DATA SUPPLIED section start

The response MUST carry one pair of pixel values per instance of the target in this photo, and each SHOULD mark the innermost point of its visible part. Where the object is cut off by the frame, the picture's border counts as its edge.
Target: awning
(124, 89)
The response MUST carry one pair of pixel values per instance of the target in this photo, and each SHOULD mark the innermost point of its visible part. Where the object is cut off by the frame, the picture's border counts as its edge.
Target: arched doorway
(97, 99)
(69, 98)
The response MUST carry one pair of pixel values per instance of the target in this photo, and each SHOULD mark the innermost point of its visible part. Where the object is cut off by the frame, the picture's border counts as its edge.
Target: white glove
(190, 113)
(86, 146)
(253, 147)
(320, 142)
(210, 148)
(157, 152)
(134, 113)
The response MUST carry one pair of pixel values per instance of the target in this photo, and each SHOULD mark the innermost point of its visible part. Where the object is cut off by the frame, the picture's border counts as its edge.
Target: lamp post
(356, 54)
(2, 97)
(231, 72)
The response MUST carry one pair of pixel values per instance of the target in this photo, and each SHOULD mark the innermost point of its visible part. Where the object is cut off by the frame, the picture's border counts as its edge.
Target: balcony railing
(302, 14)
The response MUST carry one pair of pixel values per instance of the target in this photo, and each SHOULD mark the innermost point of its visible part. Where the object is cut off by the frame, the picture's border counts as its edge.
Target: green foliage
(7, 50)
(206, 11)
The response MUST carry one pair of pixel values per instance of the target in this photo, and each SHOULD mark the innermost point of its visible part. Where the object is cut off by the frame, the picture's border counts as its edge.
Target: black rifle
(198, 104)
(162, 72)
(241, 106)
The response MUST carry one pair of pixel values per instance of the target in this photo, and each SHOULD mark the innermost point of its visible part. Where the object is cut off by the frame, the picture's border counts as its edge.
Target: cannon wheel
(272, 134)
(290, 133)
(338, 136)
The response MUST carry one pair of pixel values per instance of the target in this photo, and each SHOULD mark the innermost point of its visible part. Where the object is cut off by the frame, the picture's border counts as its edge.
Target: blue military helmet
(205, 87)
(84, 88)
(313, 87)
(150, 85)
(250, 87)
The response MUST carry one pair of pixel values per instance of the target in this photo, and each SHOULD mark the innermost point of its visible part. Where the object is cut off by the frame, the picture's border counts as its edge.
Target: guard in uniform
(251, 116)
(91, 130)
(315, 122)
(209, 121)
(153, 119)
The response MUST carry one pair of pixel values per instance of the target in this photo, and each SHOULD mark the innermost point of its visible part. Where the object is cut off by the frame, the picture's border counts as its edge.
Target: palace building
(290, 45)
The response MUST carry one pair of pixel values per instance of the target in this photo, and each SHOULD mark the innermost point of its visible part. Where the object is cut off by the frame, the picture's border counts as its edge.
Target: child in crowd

DATA SUPPLIED section end

◆ **WHAT IS BEING ASKED**
Beginning at the line that contains "Target: black rifle", retype each line of the listing up to and including the last one, exactly as it stands, and nothing else.

◆ **RESPONSE BELOW**
Target: black rifle
(198, 104)
(162, 72)
(241, 106)
The response MUST carry one pair of pixel values per instance of the target in this photo, and each SHOULD mark the innermost point of its visible part. Where the object is cut off by the frame, the picture's border counts as its edge.
Target: cannon wheel
(272, 134)
(290, 133)
(338, 136)
The response MUST carry one pair of pixel values per instance of the target in this photo, and each SHOULD mark the innermost point of its visible part. Where the object is cut off by the frame, the picture's border counts as its edge.
Target: blue military helmet
(205, 87)
(84, 88)
(313, 87)
(150, 85)
(250, 87)
The response MUST carry one pair of pixel values per instance of the target in this photo, and each SHOULD mark the innermost point of its visible part. Where the object is cut off by the frame, the picture's border counts as its edge.
Target: guard in uniform
(251, 116)
(91, 130)
(315, 122)
(209, 121)
(153, 119)
The response MUST carry one pair of pixel values per instance of the target in this photo, and each SHOULD mark the innermost point of its visible part. Where the object is cut off by the frame, the picture's border counts as its edge.
Target: palace building
(290, 45)
The response MUST carry one pair of pixel values per instance of the target in this photo, and each SHOULD mark the innermost point of its visible part. Where the object is cut off by the frame, the picture's border counts as its edge.
Target: child in crowd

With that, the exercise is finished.